▸ Job: Show each line in the rows below that contains the word "sofa". Case counts.

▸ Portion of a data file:
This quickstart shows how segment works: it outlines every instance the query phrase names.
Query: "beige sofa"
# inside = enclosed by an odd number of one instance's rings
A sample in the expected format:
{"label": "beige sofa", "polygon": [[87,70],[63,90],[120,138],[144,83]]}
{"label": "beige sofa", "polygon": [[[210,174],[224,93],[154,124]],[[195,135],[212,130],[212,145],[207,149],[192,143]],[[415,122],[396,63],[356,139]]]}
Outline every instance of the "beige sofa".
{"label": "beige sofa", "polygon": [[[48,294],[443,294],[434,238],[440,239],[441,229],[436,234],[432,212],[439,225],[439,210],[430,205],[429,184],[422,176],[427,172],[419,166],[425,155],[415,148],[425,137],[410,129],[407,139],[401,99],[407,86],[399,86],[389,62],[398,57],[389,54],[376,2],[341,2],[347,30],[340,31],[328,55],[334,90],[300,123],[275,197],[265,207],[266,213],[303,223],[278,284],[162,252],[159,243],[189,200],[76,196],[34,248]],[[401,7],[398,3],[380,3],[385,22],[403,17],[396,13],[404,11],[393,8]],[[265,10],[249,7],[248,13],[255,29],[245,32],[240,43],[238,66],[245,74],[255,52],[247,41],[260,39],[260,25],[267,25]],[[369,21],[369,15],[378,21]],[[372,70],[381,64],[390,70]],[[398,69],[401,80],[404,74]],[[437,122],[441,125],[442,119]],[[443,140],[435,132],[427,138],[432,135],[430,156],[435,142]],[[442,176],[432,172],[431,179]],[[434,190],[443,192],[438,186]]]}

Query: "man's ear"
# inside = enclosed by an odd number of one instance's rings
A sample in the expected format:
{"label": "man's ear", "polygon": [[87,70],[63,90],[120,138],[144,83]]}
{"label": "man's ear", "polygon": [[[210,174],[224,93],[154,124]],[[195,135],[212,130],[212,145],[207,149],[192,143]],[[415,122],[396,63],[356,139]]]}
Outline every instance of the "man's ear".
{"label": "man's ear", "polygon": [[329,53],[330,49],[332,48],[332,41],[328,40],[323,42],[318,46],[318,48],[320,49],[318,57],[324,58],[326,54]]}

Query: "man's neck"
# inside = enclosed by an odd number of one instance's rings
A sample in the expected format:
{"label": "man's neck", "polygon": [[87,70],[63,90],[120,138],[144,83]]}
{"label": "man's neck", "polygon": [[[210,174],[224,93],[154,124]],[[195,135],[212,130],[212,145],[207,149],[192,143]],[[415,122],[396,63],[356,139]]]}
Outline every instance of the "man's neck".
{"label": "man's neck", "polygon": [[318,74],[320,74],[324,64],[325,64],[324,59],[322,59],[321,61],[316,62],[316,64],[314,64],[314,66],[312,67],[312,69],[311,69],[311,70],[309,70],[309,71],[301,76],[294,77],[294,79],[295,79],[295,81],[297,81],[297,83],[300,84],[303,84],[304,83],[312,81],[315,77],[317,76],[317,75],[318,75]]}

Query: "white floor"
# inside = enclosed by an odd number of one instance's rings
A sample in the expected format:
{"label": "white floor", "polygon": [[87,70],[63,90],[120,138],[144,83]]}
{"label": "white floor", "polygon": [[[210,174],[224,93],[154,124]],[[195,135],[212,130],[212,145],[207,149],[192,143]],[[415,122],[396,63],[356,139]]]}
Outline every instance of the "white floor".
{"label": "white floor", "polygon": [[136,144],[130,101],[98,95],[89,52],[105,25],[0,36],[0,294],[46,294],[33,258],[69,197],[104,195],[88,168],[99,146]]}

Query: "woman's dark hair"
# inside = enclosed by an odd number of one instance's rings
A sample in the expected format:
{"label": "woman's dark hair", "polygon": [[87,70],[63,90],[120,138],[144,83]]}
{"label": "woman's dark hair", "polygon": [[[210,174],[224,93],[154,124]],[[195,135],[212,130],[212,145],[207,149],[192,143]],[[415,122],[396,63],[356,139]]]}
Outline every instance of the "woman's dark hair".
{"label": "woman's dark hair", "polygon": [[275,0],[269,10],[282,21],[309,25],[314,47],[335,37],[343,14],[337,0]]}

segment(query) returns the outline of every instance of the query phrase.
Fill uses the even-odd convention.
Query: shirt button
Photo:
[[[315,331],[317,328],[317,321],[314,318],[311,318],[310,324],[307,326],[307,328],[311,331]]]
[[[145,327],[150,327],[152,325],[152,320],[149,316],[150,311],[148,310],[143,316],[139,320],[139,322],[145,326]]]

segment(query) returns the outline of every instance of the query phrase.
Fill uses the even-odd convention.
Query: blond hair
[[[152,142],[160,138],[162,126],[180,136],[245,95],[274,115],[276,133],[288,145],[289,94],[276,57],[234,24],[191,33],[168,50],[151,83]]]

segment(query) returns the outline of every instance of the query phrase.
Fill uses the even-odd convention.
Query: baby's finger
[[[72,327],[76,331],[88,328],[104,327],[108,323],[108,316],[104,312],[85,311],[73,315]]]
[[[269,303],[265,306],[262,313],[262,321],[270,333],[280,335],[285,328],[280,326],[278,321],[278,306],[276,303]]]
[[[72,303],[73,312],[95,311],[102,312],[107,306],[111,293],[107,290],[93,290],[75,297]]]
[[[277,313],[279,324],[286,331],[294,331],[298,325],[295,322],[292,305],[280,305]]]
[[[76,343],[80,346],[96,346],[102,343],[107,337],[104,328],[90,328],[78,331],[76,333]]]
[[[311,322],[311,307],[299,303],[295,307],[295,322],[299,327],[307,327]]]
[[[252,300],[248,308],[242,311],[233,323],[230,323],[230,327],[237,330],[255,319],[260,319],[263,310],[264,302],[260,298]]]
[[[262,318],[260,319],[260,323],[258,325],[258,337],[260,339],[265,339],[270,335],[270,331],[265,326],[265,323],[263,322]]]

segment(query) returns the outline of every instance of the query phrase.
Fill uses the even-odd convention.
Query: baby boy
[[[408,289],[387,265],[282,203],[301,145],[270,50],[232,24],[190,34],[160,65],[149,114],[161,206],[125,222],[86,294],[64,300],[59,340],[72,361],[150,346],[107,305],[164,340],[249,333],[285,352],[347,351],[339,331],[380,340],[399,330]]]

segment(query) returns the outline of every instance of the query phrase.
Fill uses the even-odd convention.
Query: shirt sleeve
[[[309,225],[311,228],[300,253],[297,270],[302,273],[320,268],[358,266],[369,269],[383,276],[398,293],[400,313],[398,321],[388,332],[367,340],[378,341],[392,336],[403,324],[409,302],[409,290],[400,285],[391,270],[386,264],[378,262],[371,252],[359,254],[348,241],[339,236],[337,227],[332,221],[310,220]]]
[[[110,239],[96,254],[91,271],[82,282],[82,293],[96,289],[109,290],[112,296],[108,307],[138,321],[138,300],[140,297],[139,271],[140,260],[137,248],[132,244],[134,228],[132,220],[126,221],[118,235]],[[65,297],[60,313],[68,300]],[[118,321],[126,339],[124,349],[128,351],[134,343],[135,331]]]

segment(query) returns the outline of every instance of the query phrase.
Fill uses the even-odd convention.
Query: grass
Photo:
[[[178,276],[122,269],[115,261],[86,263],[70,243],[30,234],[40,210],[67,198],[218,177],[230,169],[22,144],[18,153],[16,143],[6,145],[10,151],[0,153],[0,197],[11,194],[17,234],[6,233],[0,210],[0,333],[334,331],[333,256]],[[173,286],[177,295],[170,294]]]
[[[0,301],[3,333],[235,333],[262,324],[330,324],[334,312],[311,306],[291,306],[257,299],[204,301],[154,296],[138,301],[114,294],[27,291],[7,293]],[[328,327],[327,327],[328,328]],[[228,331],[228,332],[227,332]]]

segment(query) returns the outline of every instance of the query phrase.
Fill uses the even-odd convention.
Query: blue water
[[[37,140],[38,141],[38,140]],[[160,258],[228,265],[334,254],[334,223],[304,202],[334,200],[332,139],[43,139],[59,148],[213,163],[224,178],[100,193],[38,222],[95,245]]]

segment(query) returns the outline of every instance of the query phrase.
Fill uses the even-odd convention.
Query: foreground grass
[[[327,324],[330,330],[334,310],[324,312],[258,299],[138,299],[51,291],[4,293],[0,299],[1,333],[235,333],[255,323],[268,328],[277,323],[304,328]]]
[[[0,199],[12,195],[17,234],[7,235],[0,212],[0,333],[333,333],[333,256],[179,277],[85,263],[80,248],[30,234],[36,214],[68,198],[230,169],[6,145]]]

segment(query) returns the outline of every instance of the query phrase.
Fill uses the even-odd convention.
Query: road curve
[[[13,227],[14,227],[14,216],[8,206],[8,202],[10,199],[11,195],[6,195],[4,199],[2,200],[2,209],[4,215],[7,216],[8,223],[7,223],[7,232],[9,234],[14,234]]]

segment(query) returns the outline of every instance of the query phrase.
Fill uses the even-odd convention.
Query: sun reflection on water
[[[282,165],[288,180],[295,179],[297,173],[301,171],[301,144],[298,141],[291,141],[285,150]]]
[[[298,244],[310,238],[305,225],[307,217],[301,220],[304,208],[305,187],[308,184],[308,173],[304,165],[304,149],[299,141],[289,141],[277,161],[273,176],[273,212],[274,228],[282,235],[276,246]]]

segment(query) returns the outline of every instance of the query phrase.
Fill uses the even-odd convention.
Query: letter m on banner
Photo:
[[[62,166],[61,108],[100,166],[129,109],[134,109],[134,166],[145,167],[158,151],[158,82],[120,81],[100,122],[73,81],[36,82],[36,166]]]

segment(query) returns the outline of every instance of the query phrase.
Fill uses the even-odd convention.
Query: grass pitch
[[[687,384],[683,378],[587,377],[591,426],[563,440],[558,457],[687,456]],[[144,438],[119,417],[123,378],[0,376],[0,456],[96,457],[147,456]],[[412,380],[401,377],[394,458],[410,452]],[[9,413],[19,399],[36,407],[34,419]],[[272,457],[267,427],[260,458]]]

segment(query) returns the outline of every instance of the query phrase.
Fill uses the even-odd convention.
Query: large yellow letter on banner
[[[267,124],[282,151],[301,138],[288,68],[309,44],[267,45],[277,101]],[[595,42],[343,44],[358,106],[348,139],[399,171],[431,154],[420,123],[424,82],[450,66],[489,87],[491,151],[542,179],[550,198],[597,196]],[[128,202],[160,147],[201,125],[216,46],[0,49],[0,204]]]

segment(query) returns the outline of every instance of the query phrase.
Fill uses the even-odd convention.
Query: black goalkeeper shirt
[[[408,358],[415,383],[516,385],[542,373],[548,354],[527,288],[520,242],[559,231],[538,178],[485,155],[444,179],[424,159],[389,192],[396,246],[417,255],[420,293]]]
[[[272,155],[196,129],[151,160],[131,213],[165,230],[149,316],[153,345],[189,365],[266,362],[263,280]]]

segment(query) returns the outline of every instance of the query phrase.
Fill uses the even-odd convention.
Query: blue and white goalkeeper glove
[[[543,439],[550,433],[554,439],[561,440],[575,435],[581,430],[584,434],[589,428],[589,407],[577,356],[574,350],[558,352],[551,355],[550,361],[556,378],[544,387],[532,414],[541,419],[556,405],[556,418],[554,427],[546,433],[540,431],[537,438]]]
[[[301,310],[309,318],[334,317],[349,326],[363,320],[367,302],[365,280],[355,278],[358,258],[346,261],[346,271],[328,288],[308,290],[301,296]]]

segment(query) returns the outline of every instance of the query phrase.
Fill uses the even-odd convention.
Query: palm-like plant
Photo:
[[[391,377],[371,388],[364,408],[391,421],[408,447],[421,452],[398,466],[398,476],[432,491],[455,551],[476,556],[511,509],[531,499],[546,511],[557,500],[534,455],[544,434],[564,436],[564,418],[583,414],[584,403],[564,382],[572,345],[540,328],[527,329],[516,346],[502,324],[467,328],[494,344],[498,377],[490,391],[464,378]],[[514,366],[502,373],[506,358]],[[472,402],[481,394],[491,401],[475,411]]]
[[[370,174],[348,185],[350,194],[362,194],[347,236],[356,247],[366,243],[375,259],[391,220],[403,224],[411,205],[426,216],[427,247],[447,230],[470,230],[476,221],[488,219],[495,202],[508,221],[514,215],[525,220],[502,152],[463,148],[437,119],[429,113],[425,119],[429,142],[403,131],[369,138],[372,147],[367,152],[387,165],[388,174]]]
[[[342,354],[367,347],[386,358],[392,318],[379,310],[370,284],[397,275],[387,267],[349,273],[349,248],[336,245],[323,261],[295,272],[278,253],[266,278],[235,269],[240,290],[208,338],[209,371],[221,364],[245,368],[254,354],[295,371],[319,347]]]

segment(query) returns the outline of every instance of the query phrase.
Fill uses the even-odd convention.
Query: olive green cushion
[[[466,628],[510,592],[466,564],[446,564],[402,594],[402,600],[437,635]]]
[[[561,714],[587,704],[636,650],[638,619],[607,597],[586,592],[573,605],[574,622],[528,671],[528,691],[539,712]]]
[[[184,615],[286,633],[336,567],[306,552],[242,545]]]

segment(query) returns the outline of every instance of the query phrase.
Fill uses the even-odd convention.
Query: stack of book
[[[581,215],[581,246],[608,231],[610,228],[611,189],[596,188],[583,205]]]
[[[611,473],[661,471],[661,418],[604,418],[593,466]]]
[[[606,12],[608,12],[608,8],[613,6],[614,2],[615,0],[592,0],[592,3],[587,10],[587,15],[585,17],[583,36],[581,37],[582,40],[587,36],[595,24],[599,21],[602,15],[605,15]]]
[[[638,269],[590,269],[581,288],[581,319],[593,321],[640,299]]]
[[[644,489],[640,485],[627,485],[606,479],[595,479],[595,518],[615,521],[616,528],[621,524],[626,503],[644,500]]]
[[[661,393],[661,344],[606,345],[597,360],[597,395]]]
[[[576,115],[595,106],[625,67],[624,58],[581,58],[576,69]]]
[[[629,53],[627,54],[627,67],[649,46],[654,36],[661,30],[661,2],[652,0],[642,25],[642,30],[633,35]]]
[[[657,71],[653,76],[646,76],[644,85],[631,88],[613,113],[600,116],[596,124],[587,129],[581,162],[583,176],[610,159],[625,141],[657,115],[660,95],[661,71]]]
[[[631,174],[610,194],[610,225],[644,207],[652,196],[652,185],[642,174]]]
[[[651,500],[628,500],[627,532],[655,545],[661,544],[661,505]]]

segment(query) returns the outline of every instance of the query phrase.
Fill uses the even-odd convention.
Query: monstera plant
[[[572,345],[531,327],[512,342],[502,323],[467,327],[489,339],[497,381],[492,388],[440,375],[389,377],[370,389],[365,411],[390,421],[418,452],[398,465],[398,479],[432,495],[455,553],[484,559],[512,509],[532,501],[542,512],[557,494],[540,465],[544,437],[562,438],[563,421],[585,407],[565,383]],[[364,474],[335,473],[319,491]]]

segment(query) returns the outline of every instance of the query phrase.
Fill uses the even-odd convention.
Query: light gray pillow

▸ Solution for this problem:
Query: "beige sofa"
{"label": "beige sofa", "polygon": [[87,70],[63,90],[120,138],[144,83]]}
{"label": "beige sofa", "polygon": [[[210,174],[224,93],[154,124]],[[195,135],[212,130],[212,145],[207,149],[192,143]],[[415,122],[396,63],[356,139]]]}
Outline every instance of the "beige sofa".
{"label": "beige sofa", "polygon": [[[48,294],[443,294],[434,238],[440,239],[441,229],[436,234],[432,212],[439,225],[439,210],[430,205],[429,184],[422,176],[427,172],[419,166],[425,155],[415,148],[425,137],[410,129],[407,139],[401,99],[407,86],[399,86],[389,62],[398,57],[389,54],[376,2],[341,2],[347,30],[340,31],[328,55],[334,90],[300,123],[275,197],[265,207],[266,213],[303,223],[278,284],[162,252],[159,243],[189,200],[76,196],[34,248]],[[401,7],[398,3],[380,3],[385,22],[403,17],[396,13],[404,11],[393,8]],[[265,10],[249,7],[248,13],[255,29],[245,32],[240,43],[238,66],[245,74],[255,52],[247,41],[260,39],[260,25],[267,25]],[[369,21],[369,15],[378,21]],[[372,70],[381,64],[390,70]],[[398,69],[401,80],[404,74]],[[437,122],[441,125],[442,119]],[[443,140],[435,132],[427,138],[432,135],[430,156],[435,142]],[[442,176],[432,172],[431,179]],[[434,190],[443,192],[438,186]]]}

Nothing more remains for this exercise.